*Directions*.
State how many lines of the entries hold the string "moss", and nothing more.

Data excerpts:
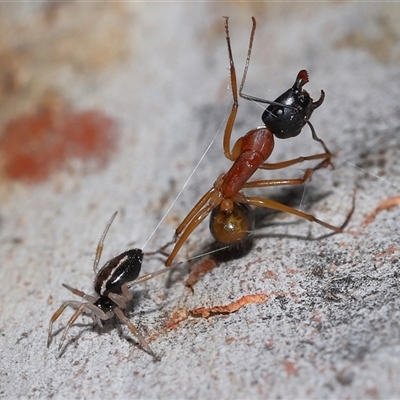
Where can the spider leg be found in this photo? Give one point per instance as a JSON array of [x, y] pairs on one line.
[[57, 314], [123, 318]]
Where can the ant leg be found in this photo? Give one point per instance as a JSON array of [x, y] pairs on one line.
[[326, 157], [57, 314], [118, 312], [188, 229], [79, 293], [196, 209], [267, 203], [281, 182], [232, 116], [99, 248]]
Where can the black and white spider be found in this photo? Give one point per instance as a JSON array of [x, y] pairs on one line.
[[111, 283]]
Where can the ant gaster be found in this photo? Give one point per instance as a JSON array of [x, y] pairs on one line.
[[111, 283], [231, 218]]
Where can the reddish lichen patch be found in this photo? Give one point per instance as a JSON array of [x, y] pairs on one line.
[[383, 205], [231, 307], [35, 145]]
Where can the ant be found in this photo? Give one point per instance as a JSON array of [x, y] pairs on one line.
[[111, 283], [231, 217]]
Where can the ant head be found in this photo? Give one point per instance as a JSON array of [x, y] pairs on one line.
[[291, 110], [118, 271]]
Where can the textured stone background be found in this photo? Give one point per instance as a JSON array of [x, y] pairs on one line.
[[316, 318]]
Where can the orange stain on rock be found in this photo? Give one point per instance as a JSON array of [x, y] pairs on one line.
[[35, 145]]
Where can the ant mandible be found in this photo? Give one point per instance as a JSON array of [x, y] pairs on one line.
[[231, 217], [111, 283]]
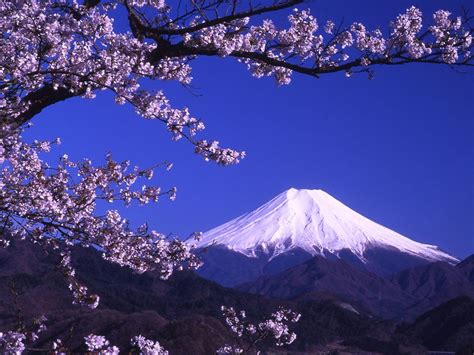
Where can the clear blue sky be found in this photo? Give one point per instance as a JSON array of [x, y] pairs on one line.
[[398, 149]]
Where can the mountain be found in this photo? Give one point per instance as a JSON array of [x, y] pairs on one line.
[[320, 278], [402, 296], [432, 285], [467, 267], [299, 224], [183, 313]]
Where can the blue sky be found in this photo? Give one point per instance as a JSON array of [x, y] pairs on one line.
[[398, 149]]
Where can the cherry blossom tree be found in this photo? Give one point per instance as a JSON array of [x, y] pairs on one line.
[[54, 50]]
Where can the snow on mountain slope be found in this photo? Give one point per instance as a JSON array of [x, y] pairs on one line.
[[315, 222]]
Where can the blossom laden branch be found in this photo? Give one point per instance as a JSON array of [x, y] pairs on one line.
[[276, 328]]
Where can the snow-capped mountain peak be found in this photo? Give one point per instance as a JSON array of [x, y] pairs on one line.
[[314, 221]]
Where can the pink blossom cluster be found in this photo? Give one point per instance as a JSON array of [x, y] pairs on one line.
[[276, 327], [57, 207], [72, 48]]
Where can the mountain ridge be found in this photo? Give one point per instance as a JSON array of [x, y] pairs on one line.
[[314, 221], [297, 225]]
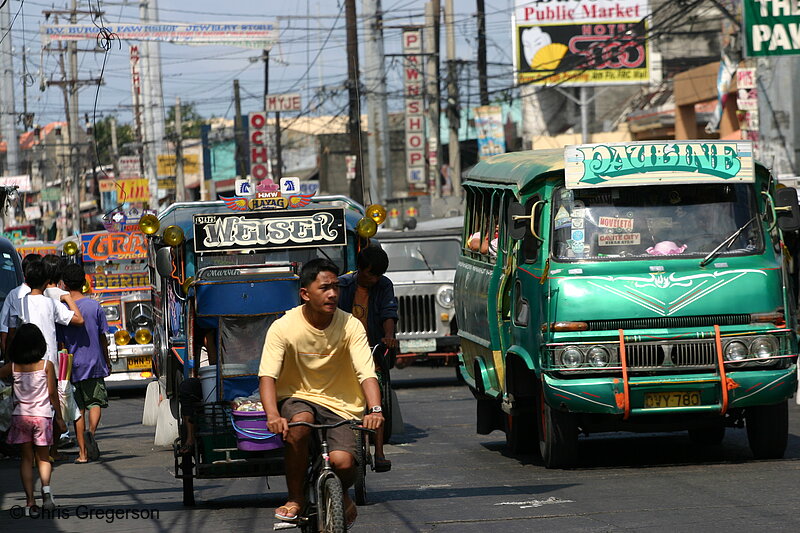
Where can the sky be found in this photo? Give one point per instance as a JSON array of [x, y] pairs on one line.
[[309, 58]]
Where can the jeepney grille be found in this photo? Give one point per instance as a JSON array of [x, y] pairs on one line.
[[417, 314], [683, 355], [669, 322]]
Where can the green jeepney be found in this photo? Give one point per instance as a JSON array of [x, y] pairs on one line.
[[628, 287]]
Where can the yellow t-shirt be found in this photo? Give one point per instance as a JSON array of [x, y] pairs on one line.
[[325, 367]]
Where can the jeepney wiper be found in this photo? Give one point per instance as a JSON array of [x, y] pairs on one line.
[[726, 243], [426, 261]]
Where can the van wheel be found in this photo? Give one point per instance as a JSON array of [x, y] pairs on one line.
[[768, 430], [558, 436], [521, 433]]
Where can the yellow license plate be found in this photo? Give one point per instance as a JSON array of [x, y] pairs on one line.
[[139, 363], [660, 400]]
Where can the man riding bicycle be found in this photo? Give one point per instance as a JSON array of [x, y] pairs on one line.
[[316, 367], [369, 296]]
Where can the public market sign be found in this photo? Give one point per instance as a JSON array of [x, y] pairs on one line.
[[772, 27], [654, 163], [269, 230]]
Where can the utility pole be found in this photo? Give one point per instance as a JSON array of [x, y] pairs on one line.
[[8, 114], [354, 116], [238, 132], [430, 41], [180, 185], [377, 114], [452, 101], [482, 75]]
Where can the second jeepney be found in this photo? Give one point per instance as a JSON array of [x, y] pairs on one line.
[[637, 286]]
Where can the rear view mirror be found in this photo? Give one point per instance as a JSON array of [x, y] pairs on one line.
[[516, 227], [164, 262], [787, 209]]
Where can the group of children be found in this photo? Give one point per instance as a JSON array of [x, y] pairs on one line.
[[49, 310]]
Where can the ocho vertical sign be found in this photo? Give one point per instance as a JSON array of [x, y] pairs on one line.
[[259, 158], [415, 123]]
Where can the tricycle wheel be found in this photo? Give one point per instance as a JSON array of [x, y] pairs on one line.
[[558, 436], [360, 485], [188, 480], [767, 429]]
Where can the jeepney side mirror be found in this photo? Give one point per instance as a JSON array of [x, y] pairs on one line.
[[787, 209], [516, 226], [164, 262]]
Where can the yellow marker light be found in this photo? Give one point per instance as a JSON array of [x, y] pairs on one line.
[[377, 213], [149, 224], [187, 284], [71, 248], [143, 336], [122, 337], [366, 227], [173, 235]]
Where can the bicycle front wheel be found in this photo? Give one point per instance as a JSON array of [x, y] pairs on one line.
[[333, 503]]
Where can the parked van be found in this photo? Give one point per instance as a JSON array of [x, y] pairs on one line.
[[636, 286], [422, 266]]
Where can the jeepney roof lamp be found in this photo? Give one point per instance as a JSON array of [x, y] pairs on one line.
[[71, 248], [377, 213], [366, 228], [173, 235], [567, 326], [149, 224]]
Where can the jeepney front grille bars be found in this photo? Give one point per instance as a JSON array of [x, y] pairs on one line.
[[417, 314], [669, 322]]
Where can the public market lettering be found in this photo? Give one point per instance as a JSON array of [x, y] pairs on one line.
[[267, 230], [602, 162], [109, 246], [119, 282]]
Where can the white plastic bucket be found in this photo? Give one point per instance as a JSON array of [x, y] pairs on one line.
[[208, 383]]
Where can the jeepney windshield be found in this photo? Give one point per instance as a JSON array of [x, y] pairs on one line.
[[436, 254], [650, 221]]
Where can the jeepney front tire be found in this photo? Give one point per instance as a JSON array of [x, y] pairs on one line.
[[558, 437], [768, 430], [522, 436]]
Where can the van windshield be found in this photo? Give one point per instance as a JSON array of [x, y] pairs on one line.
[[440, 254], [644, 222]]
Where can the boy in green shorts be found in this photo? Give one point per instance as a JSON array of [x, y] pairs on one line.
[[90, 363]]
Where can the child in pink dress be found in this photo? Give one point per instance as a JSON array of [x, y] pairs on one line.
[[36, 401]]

...

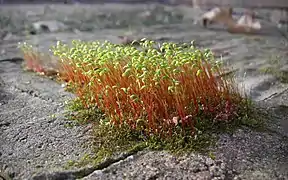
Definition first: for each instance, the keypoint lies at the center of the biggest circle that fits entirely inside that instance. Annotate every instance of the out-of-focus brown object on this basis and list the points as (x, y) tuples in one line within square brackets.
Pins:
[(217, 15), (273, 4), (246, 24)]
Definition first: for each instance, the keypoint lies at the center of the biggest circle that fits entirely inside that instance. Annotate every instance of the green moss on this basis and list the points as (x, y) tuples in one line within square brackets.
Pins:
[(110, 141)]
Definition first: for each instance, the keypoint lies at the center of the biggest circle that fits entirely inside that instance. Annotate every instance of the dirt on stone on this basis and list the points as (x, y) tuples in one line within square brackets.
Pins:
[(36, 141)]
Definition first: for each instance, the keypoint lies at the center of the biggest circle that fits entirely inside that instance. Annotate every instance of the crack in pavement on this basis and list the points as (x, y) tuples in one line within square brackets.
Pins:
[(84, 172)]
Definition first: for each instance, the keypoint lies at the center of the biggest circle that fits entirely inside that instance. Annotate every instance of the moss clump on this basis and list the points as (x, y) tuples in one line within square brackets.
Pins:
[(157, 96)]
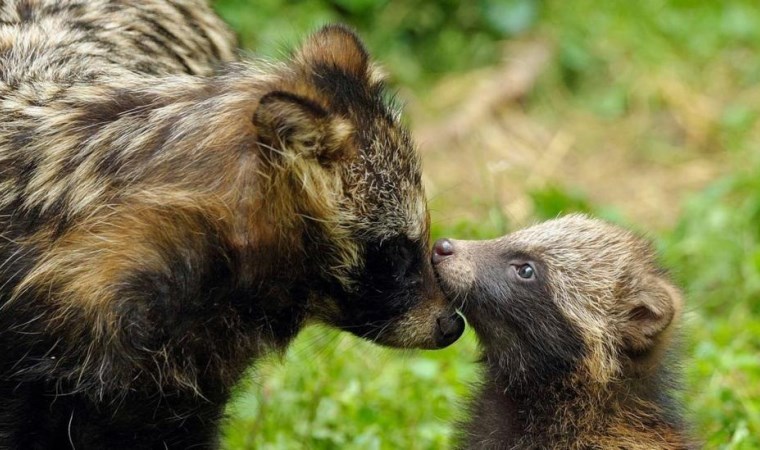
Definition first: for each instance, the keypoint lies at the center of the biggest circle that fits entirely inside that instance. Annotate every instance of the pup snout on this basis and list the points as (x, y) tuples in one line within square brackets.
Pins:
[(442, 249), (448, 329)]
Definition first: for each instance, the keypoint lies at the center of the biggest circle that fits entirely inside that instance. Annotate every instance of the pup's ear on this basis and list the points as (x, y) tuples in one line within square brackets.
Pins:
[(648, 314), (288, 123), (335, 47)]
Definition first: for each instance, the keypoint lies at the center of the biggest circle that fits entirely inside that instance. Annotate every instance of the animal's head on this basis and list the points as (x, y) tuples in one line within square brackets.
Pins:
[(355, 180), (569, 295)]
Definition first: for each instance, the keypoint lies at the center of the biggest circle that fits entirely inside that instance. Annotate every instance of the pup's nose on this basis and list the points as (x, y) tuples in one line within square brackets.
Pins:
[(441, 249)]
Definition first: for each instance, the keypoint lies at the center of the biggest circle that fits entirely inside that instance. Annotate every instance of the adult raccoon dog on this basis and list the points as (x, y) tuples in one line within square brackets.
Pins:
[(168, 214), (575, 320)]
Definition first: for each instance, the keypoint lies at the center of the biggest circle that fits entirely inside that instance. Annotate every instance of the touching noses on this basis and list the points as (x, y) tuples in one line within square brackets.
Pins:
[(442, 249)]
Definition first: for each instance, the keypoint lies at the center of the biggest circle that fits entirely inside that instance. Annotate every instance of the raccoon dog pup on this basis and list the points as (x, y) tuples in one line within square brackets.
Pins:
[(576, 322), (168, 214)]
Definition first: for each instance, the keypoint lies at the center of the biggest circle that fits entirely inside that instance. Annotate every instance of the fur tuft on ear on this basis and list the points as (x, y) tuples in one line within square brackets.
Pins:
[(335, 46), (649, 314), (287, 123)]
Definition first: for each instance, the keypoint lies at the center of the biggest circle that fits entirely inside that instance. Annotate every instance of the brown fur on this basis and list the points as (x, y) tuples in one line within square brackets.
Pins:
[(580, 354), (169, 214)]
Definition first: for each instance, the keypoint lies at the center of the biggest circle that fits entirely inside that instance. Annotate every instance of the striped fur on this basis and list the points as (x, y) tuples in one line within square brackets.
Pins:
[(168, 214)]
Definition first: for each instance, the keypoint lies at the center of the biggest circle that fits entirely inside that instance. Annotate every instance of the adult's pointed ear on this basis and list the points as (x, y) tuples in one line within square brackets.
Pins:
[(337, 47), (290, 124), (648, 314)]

--

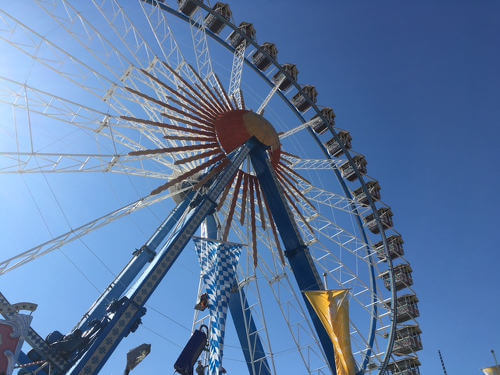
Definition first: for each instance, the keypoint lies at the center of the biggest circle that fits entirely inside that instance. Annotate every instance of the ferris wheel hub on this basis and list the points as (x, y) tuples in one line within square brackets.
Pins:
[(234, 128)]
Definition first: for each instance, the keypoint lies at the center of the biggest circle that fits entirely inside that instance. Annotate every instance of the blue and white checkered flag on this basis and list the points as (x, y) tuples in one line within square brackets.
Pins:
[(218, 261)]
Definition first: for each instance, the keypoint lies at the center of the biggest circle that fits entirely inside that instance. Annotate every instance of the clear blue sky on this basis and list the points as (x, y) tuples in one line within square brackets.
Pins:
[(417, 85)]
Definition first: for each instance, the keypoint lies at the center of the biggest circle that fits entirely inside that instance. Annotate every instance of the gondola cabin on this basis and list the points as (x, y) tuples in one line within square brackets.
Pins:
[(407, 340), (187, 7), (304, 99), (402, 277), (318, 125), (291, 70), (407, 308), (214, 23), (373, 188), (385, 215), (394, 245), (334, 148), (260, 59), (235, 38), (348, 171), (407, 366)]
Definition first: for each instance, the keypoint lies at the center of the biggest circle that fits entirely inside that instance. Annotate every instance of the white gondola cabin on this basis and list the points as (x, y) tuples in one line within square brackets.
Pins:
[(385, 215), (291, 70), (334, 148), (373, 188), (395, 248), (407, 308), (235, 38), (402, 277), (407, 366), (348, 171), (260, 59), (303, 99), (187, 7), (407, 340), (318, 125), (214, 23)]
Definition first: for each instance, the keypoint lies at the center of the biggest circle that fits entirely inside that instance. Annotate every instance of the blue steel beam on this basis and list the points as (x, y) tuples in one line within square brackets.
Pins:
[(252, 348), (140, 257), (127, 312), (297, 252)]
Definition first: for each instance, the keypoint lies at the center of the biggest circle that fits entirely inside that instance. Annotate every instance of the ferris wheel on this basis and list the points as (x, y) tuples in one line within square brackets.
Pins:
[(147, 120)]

*Task output*.
2